▸ **Data rows**:
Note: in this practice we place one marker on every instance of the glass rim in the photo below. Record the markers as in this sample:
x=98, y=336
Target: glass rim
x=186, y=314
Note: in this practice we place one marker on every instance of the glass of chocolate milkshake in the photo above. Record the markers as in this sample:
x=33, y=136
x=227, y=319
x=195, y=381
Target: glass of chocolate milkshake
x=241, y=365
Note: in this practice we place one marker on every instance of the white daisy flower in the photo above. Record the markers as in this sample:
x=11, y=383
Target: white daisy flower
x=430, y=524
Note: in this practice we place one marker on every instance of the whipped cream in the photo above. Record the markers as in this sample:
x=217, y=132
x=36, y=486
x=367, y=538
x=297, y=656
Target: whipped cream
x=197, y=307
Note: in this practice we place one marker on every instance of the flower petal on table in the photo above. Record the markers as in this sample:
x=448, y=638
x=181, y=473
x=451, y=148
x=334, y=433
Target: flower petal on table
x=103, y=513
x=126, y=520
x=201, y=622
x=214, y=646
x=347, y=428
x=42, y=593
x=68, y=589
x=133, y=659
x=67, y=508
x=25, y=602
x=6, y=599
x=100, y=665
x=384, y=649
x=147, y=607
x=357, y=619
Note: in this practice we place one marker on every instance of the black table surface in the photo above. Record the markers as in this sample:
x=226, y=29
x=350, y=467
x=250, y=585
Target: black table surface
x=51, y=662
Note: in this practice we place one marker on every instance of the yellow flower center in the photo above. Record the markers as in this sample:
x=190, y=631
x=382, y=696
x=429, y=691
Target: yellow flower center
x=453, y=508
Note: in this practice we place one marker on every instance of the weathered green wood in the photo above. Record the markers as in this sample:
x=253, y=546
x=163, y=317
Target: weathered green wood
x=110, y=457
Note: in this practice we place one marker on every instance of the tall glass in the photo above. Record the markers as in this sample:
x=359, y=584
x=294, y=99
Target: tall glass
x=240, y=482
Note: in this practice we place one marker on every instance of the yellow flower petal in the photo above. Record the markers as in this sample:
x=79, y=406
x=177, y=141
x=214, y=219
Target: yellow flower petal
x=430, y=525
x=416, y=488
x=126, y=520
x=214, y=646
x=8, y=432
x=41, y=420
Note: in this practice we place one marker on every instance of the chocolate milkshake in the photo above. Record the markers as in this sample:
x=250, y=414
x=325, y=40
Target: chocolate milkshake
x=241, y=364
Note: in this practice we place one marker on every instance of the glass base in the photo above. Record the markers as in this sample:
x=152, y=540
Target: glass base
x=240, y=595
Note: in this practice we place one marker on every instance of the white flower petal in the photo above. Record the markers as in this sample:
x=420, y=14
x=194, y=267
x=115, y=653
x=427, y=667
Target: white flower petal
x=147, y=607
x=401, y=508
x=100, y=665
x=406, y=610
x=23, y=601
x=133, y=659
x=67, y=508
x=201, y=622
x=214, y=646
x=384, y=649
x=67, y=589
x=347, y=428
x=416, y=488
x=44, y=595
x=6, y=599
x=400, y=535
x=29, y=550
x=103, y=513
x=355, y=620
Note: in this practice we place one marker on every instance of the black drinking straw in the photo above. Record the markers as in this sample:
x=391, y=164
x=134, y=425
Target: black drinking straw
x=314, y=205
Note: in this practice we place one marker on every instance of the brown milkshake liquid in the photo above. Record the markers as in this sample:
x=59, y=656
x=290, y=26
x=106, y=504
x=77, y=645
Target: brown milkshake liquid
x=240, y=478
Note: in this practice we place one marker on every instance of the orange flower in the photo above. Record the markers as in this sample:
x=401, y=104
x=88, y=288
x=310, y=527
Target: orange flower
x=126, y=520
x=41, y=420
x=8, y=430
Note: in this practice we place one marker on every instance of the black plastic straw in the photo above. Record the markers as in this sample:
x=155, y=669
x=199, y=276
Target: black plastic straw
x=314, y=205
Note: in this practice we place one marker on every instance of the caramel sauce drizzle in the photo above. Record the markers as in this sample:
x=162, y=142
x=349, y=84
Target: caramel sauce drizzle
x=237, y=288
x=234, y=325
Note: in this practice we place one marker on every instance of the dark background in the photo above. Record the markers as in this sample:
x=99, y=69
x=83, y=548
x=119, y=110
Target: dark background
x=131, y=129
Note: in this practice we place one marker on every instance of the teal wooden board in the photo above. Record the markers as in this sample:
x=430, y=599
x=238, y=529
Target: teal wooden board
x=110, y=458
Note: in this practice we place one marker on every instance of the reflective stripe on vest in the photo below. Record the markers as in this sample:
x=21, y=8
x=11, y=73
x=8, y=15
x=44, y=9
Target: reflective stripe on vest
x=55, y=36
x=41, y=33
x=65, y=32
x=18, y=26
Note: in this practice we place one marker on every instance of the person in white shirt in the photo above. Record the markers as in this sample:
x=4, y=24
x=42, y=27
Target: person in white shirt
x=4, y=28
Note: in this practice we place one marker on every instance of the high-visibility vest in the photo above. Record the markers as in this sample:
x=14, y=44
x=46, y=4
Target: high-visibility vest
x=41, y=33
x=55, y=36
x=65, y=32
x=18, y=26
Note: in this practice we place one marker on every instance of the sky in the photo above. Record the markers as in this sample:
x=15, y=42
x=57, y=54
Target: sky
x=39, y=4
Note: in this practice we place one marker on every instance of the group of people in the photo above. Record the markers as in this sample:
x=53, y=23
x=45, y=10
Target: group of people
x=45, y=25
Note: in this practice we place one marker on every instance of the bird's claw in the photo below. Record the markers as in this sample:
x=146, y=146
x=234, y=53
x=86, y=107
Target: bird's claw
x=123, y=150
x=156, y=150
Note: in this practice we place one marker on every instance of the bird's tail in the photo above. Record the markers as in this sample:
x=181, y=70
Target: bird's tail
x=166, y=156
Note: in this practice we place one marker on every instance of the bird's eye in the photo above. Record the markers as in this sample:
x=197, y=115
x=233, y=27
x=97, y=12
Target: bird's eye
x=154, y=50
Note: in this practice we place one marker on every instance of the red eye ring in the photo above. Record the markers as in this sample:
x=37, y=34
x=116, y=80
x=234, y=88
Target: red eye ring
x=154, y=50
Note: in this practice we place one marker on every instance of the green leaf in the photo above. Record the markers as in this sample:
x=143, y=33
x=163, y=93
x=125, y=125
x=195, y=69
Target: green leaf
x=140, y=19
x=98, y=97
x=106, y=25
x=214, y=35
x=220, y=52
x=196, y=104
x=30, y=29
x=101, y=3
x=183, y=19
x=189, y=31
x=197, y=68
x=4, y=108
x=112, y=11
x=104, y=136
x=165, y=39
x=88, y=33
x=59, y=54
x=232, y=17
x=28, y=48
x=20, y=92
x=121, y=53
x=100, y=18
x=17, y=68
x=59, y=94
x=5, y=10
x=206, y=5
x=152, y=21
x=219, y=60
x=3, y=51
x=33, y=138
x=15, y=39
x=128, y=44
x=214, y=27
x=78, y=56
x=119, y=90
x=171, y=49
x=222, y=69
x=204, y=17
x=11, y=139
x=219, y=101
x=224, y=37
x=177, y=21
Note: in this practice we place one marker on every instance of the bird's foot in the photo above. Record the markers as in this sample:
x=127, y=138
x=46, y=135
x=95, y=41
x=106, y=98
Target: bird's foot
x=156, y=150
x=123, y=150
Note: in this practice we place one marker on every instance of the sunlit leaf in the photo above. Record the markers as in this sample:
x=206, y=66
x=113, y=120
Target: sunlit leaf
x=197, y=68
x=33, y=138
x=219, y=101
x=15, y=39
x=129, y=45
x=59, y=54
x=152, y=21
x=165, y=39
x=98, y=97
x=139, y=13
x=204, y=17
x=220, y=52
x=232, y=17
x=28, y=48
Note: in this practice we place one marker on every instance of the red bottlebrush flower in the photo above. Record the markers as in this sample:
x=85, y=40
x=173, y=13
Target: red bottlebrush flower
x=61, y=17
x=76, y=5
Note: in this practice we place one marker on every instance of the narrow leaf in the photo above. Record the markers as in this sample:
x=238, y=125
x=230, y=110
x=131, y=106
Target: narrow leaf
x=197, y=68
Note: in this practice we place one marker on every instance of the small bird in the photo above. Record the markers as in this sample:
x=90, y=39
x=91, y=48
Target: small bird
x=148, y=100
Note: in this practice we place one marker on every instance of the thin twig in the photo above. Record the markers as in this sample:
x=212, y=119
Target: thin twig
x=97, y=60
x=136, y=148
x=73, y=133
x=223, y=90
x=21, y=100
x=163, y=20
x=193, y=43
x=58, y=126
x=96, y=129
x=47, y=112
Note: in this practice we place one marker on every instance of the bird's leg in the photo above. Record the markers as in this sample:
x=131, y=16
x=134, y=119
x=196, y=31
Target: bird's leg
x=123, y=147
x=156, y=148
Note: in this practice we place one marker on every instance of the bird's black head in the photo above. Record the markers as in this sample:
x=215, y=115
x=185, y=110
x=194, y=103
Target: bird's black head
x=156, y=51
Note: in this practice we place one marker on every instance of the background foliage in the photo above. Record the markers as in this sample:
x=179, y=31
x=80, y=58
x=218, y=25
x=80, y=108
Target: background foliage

▸ **Written task**:
Arrange the listing above, from its first line up to and including the line with "x=241, y=365", as a Markdown table with the columns "No." and "Text". Give each line its own numbered row and omit blank lines.

▸ **Finished task**:
| No. | Text |
|---|---|
| 1 | Note: in this practice we place one marker on every instance of the glass rim in the photo below. Record the markers as in this sample: |
| 2 | x=98, y=336 |
| 3 | Target: glass rim |
| 4 | x=186, y=314 |
| 5 | Note: in this practice we place one marker on every instance of the glass of chocolate milkshake in the photo above. Record the markers as in this sample: |
| 6 | x=33, y=136 |
| 7 | x=227, y=319 |
| 8 | x=195, y=381 |
| 9 | Target: glass of chocolate milkshake |
| 10 | x=241, y=365 |